Convert all of the records below into a two-column CSV with the headers "request" and "answer". Write one row per request, enclose each field in double quotes, and replace line breaks with spaces.

[Records from a point annotation set]
BEGIN
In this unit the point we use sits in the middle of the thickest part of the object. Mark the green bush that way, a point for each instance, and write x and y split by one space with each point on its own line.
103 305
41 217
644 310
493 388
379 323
END
EXPECTED ANSWER:
request,answer
"In this unit the point we use sits in the middle of the thickest part of the object. Mark the green bush that way, a point for each instance, and write x and y split by one space with each point on its own line.","103 305 41 217 644 310 493 388 379 323"